◆ **Exercise objective**
Each entry that follows should be given again word for word; please leave out its pictures.

Phrase grounding data:
-----

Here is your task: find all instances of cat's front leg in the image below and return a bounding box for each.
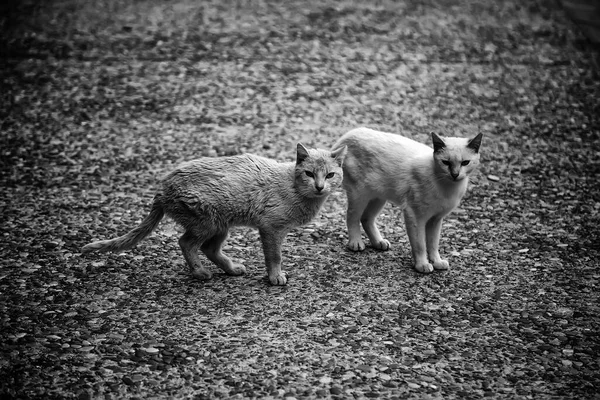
[426,216,449,270]
[346,193,369,251]
[259,228,288,285]
[403,210,433,273]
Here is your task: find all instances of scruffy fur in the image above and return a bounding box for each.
[82,143,347,285]
[333,127,482,273]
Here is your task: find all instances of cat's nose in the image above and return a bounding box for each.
[451,171,459,180]
[315,185,324,192]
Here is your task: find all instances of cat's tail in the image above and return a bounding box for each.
[81,194,165,254]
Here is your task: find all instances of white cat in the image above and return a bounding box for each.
[333,127,482,273]
[82,143,347,285]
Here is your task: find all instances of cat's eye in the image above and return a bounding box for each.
[305,171,315,178]
[461,160,471,166]
[326,172,335,179]
[442,160,451,166]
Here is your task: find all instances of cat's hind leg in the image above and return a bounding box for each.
[426,216,449,270]
[361,198,390,251]
[201,231,246,276]
[345,191,369,251]
[179,231,213,280]
[403,210,434,273]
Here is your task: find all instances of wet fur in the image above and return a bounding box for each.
[333,127,482,273]
[82,144,347,285]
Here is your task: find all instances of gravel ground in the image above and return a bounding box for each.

-----

◆ **Answer box**
Here is your task: find all instances of cat's front leg in the image below and return a bounding box for each.
[426,216,449,270]
[346,193,369,251]
[259,228,288,285]
[403,210,433,273]
Here is your task: find all instances of scruffy fur in the image above and return a bounding box for each.
[82,143,347,285]
[333,127,482,273]
Here is your task: find all instances of cat's nose in the image above and return a bounding box for each.
[451,171,459,180]
[315,185,324,192]
Here is your task: find all instances of cat's tail in the image above and return a bounding box for each.
[81,194,165,254]
Here is your task: find all instances of white cat in the image above and return a bounding box for each.
[333,127,482,273]
[82,143,347,285]
Here is your task: find all instances of cat's eye in the image above and return a bounding box for each.
[305,171,315,178]
[461,160,471,166]
[326,172,335,179]
[442,160,451,166]
Here is your task: find all instances of cat's hind leg in the image above and return a bounding box for each.
[426,216,449,270]
[361,198,390,251]
[201,231,246,276]
[345,191,369,251]
[179,231,213,280]
[403,210,434,273]
Here is your task: find all instances of wet fur in the image above and return a bounding box for each.
[333,127,482,273]
[82,144,347,285]
Here is your task: find all instances of gravel ground in the image above and return a bounding box for each.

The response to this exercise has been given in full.